■ **EXERCISE 1**
Which calendar years does the text on superannuation mention?
■ **EXERCISE 2**
Retype the stretch of the text on superannuation from "The investment-industry lobby" through "after the retired.".
■ **EXERCISE 3**
Carry the text on superannuation forward from where it stops.

■ **EXTRACT TO READ**
Content starts
The age-old pension came about in response to the experience of hardship. A means-tested payment for those aged 65 and older was introduced in 1898, after a credit crunch and a long depression. Likewise the 1938 Social Security Act, which lowered the age of eligibility to 60 and introduced universal superannuation from 65, followed the "Great Depression".
The present discussion on superannuation also occurs in a recession grimmer than any in living memory. But this time the cupboard is bare.
It's not a surprise. The "baby boom" population bulge - the first of that generation has just reached 65 - has been a subject of consternation among economists for decades. But now the fiscal chickens are coming home to roost.
The investment-industry lobby group the Financial Services Council reports that the burden on the working-age population is about to get much heavier. There are more than five people in the workforce for every person over 65; within 30 years, there will be just 2.5.
Superannuation already consumes a quarter of the state's core operating expenditure. Treasury forecasts that, as soon as 2016, the annual bill will be $12.4 billion - as much as all education from early childhood to tertiary.
To put it another way, in four years every member of the working-age population will have to pay $80 a week just to look after the retired.
Content ends
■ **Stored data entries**
Content starts
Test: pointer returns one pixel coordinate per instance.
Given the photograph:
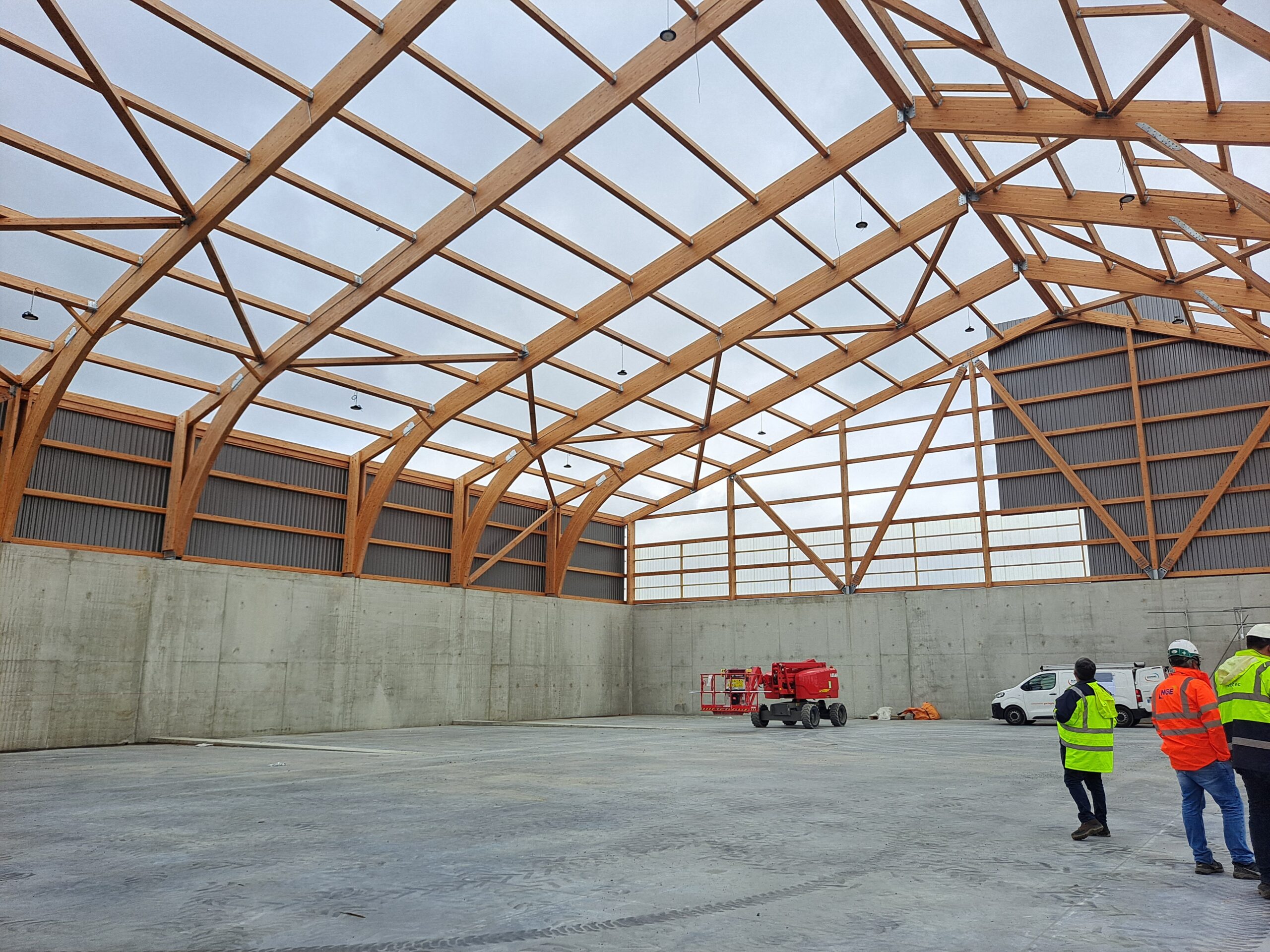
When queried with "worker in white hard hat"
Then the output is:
(1244, 695)
(1187, 717)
Content ends
■ **REPLY 1**
1898, 1938, 2016

■ **REPLY 2**
The investment-industry lobby group the Financial Services Council reports that the burden on the working-age population is about to get much heavier. There are more than five people in the workforce for every person over 65; within 30 years, there will be just 2.5.
Superannuation already consumes a quarter of the state's core operating expenditure. Treasury forecasts that, as soon as 2016, the annual bill will be $12.4 billion - as much as all education from early childhood to tertiary.
To put it another way, in four years every member of the working-age population will have to pay $80 a week just to look after the retired.

■ **REPLY 3**
Yet the National-led Government maintains a head-in-the-sand attitude to the looming crisis. Despite calls from all parts of the political spectrum - Labour leader David Shearer and former Reserve Bank Governor Don Brash are the most recent voices to be raised - Prime Minister John Key steadfastly refuses to countenance so much as a discussion of raising the age of eligibility for national superannuation.
His explanation - that he campaigned on not raising it and will resign rather than do so - may glisten with a surface allure of integrity. But the national and global economies are very different from what they were when he took power in 2008 and his stance now looks more foolhardy and pig-headed than principled.
Key rightly senses that moving to gradually raise the age would prompt a political backlash, but Shearer took the sting out of that danger this week when he offered to enter into bipartisan discussions that would defuse the issue's electoral explosiveness. The challenge for Key's leadership is to confront head-on the assumption of the generation now nearing retirement that things can be left to continue as they have been.
With good reason, the younger working-age population - the 1.5 million aged 15 to 39 - see their elders as greedy. A family man in the immediate post-war years enjoyed negative taxation - which is to say he gained more in state support, including low-interest housing loans, than he paid in income tax. For the next 40 years education, right through to tertiary level, was virtually fee-free and attracted generous state-funded living allowances. Paying to go to the doctor or pharmacy was unknown.
Now this privileged generation is pulling the ladder up after itself. Its frenzied investment in residential property has channelled tens of billions out of the productive economy in favour of foreign-owned banks The kids' bills keep mounting.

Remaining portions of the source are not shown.